● Excerpts from a dataset
::::::

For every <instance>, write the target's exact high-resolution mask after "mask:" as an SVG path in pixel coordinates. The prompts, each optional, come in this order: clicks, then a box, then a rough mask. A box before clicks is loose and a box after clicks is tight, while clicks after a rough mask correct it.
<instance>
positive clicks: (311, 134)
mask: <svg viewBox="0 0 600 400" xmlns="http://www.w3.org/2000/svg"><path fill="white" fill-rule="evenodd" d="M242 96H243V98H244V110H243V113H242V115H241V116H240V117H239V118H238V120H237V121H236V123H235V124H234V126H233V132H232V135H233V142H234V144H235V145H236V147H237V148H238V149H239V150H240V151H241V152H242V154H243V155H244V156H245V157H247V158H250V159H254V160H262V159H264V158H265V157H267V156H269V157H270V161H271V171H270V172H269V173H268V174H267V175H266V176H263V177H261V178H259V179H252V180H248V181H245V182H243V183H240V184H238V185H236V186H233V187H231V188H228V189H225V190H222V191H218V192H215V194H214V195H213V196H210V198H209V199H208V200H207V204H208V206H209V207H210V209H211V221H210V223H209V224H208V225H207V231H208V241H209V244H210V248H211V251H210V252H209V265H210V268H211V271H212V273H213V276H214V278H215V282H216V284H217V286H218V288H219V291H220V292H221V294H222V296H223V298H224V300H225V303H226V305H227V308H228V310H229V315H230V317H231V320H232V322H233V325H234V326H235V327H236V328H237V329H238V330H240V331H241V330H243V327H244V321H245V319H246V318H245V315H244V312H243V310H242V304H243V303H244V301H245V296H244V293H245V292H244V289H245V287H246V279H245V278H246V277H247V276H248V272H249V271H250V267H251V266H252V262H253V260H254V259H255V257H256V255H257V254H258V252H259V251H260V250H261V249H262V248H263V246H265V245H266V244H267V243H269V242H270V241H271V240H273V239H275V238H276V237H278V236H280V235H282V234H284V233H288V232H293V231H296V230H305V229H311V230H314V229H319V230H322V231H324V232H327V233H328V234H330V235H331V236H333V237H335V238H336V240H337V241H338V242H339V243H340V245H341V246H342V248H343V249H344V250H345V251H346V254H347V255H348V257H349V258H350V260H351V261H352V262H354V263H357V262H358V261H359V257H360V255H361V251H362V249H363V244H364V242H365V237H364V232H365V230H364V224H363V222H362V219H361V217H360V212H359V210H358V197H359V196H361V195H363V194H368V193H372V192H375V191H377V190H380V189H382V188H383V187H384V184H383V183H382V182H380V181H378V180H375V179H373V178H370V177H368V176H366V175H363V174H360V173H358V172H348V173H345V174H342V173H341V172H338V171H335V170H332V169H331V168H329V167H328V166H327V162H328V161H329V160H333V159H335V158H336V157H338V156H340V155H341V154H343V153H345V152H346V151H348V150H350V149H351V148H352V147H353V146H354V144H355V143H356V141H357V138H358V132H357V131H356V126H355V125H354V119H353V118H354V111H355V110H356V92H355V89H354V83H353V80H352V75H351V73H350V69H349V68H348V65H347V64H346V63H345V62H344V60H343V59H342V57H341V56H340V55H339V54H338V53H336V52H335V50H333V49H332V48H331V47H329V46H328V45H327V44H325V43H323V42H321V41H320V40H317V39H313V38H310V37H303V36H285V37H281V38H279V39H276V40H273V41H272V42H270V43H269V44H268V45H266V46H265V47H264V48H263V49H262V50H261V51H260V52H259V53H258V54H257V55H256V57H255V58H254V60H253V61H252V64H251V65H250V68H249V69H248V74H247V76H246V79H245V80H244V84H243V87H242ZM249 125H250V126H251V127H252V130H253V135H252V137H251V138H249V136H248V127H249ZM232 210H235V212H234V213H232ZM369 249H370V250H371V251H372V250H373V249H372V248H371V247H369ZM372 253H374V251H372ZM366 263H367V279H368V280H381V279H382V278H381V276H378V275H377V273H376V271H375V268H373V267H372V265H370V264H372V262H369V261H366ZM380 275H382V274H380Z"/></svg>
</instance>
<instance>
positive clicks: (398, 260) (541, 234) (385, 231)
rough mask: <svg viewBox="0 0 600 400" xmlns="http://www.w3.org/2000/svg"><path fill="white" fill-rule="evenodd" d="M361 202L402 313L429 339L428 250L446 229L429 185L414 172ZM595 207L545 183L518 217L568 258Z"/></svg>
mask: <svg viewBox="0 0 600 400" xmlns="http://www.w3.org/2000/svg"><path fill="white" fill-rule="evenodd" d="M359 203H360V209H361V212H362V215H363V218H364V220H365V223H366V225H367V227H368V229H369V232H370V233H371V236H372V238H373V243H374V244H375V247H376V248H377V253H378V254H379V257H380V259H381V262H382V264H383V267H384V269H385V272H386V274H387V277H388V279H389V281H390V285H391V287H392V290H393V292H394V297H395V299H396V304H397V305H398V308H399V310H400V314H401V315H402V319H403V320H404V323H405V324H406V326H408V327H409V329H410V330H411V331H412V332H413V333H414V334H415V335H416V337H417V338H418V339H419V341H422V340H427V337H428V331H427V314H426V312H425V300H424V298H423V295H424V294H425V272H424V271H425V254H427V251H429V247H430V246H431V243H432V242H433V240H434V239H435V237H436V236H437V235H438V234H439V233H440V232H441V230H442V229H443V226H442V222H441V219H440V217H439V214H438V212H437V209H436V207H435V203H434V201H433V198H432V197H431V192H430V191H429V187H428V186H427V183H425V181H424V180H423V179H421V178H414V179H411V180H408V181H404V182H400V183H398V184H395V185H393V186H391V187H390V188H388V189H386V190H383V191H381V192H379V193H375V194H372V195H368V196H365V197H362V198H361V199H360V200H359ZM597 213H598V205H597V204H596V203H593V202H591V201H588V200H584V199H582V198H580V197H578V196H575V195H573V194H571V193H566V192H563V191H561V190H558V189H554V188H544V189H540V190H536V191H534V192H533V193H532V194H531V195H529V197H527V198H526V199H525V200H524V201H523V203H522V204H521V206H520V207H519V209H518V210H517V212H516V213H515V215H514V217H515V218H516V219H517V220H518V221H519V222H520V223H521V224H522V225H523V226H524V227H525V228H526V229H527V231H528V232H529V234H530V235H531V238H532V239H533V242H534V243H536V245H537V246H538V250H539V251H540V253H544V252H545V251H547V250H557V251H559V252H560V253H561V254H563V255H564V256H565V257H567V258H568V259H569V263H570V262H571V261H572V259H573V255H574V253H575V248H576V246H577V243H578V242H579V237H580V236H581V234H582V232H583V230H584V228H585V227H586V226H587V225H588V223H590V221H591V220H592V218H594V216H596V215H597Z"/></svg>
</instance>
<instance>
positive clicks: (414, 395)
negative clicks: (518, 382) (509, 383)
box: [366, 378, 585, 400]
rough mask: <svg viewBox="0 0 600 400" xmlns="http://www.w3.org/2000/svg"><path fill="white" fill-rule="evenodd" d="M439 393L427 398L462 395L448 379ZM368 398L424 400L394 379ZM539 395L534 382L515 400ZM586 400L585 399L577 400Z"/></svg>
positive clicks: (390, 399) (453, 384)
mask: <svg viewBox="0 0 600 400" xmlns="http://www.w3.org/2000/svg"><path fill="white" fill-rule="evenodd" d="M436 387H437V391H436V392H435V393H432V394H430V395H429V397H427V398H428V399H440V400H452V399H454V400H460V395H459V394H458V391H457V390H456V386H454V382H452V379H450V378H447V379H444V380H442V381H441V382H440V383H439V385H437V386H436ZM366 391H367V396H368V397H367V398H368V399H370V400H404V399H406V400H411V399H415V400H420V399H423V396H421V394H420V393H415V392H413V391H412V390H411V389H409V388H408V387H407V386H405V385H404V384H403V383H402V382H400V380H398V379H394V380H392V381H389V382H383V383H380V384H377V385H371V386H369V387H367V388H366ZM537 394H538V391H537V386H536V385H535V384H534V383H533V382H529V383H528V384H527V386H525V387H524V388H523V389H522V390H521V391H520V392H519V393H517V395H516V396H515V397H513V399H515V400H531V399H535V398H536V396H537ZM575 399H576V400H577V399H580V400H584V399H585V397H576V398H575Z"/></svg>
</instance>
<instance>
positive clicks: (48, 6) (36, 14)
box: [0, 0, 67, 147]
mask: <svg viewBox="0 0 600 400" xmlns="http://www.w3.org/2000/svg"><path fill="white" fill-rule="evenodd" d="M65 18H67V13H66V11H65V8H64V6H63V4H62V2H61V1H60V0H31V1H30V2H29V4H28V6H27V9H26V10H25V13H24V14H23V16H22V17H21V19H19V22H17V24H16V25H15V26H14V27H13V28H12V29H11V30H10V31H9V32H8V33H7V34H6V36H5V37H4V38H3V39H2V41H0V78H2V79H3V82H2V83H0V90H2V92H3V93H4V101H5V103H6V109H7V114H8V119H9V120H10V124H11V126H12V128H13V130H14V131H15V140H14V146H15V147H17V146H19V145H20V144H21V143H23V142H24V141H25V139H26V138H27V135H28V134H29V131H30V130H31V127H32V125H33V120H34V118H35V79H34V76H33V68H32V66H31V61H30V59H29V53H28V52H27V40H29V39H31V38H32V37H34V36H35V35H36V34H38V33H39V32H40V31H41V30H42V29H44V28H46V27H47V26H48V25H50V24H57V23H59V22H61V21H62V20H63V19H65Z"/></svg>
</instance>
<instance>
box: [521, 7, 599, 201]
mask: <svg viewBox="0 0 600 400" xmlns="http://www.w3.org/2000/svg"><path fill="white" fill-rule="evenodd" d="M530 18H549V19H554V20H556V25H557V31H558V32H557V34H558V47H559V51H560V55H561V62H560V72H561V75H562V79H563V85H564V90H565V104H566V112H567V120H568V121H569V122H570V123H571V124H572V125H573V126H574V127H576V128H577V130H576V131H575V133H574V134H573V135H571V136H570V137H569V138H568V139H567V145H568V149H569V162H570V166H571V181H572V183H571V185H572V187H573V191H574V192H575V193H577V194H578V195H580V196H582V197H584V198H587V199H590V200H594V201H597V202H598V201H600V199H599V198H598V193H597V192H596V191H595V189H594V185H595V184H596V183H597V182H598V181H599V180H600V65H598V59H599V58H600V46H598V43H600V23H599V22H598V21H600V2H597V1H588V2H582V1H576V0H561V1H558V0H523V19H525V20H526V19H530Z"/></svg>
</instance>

::::::

● Task to carry out
Using the data above, transcribe the lines that run from the line with "positive clicks: (414, 395)" to the line with "positive clicks: (48, 6) (36, 14)", both ends kept, and output nothing else.

● Reply
positive clicks: (414, 395)
negative clicks: (518, 382) (509, 383)
box: [366, 378, 585, 400]
rough mask: <svg viewBox="0 0 600 400" xmlns="http://www.w3.org/2000/svg"><path fill="white" fill-rule="evenodd" d="M439 393L427 398L462 395L448 379ZM368 398L424 400L394 379ZM539 395L534 382L515 400ZM586 400L585 399L577 400Z"/></svg>
positive clicks: (390, 399) (453, 384)
mask: <svg viewBox="0 0 600 400" xmlns="http://www.w3.org/2000/svg"><path fill="white" fill-rule="evenodd" d="M436 387H437V391H436V392H435V393H432V394H430V395H429V397H427V398H428V399H440V400H452V399H454V400H460V395H459V394H458V391H457V390H456V386H454V382H452V379H450V378H447V379H444V380H442V381H441V382H440V383H439V385H437V386H436ZM366 391H367V396H368V397H367V398H368V399H370V400H404V399H406V400H411V399H415V400H420V399H423V396H421V394H420V393H415V392H413V391H412V390H411V389H409V388H408V387H407V386H405V385H404V384H403V383H402V382H400V380H398V379H394V380H392V381H389V382H383V383H380V384H377V385H371V386H369V387H367V388H366ZM537 394H538V391H537V386H536V385H535V384H534V383H533V382H529V383H528V384H527V386H525V387H524V388H523V389H522V390H521V391H520V392H519V393H517V395H516V396H515V397H513V399H515V400H531V399H535V398H536V396H537ZM575 399H576V400H577V399H580V400H584V399H585V397H576V398H575Z"/></svg>
</instance>
<instance>
positive clicks: (48, 6) (36, 14)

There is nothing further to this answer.